> **REQUIRED TASK**
Set down, without alteration, the lines from the one that contains "of the deep" through the final line of the material below.

Collection entries
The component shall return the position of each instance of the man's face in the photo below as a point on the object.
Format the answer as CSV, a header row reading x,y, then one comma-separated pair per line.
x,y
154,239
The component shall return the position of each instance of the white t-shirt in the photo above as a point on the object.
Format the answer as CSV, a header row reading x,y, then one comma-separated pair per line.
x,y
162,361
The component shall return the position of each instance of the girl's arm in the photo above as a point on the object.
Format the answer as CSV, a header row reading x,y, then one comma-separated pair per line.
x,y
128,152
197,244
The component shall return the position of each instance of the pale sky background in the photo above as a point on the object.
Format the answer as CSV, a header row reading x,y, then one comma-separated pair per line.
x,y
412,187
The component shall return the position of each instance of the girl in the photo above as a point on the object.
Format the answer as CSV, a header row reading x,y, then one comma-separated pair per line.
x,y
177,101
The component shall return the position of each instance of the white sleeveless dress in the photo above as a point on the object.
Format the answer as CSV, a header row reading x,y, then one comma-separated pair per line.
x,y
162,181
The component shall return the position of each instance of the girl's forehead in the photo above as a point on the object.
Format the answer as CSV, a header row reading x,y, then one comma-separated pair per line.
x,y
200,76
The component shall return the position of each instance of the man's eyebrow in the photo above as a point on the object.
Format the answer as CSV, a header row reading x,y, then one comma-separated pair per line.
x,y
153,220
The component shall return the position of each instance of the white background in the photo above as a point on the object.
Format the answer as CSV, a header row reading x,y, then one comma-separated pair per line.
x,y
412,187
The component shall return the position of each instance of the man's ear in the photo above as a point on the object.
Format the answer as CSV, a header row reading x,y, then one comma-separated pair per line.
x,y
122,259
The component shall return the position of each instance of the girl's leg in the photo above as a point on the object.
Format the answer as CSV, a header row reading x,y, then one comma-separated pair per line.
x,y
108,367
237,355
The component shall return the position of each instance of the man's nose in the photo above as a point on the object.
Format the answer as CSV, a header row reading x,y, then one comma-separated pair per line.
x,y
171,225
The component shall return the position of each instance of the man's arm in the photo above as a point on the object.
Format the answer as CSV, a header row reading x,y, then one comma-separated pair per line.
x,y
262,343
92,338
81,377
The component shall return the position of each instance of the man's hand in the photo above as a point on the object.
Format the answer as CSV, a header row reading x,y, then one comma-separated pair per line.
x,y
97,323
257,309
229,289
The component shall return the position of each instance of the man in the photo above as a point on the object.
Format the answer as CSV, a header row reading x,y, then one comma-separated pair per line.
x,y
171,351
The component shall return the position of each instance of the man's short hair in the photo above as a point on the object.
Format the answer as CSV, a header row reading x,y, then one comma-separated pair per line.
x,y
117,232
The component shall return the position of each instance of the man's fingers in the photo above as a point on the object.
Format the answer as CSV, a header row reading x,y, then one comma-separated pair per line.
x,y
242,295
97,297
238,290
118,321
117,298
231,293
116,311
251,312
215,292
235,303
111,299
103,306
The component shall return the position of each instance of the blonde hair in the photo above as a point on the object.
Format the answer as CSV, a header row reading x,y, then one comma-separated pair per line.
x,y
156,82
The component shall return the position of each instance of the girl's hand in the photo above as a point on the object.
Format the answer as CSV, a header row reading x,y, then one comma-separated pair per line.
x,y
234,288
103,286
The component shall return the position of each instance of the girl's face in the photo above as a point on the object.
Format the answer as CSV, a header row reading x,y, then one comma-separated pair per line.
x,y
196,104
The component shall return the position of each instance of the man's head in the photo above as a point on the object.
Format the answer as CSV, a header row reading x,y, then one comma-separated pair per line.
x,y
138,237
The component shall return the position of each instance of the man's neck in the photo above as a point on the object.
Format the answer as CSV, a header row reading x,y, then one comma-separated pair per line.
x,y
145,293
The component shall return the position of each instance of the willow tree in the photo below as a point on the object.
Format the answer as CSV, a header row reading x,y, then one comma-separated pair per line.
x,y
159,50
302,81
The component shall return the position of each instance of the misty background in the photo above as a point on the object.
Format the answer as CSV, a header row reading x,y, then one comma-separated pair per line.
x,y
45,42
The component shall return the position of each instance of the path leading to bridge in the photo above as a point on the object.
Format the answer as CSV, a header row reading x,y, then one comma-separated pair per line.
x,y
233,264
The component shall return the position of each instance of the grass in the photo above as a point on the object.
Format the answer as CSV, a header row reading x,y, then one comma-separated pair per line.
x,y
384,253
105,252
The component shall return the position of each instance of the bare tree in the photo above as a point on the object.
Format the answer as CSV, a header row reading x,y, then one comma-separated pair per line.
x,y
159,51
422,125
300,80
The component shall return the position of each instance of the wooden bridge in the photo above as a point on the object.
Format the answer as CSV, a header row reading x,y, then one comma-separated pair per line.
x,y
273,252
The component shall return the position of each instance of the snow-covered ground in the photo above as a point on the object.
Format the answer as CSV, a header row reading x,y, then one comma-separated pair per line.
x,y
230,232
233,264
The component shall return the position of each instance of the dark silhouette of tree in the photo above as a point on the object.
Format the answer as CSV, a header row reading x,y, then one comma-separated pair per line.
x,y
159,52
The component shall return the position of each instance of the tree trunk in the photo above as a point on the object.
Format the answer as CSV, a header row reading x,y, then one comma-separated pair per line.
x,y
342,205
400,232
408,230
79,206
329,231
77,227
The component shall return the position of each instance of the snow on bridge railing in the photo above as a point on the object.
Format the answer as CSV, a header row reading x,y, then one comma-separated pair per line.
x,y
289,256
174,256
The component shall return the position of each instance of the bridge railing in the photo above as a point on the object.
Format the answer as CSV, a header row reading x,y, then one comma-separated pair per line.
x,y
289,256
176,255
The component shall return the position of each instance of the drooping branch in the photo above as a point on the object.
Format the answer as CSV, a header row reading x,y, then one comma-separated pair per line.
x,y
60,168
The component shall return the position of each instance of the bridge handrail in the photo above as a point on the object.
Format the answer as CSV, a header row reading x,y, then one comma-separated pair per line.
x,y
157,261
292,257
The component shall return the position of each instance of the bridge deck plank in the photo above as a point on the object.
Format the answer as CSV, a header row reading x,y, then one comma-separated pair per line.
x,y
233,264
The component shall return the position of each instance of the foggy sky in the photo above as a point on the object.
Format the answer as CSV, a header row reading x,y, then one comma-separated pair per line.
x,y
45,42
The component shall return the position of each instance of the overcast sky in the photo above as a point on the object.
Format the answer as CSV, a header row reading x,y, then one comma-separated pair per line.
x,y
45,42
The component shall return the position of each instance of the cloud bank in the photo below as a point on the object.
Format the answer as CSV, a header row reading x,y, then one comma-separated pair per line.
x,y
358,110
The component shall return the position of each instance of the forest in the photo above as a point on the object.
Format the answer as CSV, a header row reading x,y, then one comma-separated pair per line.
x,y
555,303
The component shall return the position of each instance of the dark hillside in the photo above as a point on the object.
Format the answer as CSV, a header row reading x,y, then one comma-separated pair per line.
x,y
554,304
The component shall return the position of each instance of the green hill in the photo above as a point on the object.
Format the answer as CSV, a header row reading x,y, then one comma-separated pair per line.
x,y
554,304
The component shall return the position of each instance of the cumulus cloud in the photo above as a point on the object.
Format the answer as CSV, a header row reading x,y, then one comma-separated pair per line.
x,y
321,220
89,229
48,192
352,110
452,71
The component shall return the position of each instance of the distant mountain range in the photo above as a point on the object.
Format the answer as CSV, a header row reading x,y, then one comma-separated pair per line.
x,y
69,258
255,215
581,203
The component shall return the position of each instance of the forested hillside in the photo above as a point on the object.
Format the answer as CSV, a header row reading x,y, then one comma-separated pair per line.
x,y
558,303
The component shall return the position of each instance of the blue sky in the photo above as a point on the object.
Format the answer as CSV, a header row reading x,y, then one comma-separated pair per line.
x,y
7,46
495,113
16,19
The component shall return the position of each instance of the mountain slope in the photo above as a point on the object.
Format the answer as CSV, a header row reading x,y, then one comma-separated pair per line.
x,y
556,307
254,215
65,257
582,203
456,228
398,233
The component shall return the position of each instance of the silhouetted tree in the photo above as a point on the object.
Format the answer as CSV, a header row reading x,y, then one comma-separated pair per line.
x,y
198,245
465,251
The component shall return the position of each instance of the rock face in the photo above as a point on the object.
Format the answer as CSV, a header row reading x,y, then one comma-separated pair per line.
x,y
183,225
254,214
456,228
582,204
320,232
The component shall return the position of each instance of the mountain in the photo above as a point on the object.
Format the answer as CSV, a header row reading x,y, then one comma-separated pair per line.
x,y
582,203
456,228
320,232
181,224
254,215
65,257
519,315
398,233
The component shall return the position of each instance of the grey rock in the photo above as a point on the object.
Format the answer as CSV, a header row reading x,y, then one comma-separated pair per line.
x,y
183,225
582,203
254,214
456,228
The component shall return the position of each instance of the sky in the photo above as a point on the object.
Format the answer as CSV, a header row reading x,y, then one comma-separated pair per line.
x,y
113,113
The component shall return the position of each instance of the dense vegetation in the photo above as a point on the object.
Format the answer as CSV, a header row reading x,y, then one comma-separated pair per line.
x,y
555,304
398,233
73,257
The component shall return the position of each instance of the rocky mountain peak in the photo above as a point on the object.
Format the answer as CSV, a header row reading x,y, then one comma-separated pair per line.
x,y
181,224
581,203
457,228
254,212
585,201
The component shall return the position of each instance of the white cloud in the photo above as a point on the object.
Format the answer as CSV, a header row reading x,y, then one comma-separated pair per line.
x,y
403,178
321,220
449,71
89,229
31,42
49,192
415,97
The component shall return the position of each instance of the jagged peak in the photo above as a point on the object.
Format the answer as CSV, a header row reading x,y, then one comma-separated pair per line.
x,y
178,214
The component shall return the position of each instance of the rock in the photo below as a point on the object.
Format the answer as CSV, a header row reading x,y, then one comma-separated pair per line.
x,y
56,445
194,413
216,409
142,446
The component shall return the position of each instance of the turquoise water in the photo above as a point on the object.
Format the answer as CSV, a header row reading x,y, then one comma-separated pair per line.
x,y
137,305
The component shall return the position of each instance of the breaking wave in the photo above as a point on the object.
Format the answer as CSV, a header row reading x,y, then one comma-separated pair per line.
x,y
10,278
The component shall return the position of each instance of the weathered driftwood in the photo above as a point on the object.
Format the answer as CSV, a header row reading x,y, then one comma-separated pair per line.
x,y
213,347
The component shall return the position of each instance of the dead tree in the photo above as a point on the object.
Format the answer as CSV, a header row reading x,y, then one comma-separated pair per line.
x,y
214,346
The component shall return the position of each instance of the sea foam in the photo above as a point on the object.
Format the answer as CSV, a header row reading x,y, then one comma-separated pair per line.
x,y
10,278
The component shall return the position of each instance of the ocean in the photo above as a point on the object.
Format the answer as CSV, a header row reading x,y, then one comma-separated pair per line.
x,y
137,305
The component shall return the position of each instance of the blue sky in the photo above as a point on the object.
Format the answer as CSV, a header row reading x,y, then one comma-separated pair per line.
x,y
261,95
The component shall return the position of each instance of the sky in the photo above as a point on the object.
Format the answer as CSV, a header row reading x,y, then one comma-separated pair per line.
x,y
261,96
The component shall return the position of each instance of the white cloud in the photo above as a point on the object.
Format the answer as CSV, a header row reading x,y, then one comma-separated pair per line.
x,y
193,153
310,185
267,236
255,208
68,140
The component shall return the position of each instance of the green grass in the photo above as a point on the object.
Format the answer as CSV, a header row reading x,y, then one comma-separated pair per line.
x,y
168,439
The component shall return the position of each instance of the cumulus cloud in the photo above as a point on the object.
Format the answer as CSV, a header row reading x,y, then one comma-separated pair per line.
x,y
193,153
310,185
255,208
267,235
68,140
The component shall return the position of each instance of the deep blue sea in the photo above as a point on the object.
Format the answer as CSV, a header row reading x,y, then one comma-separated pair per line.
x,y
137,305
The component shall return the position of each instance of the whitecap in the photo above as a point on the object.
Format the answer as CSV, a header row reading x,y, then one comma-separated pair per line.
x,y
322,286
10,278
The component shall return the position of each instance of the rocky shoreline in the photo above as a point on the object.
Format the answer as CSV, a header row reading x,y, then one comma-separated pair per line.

> **TASK RESPONSE**
The component shall return the position of each instance of the deep blue sea in the photo above as a point on the object.
Format the answer as CSV, a header row reading x,y, then one comma-separated pair per line.
x,y
137,305
The component shall return the position of each instance of the whitecap in the photo above as a point on the object.
Format the answer as CSV, a header row reading x,y, then one comma-separated pair per line.
x,y
322,286
10,278
The component shall return the position of each instance of the rocky shoreline in the photo above as a point on the object.
Format the answer as CSV, a header row reading x,y, then one comma-separated pair per line.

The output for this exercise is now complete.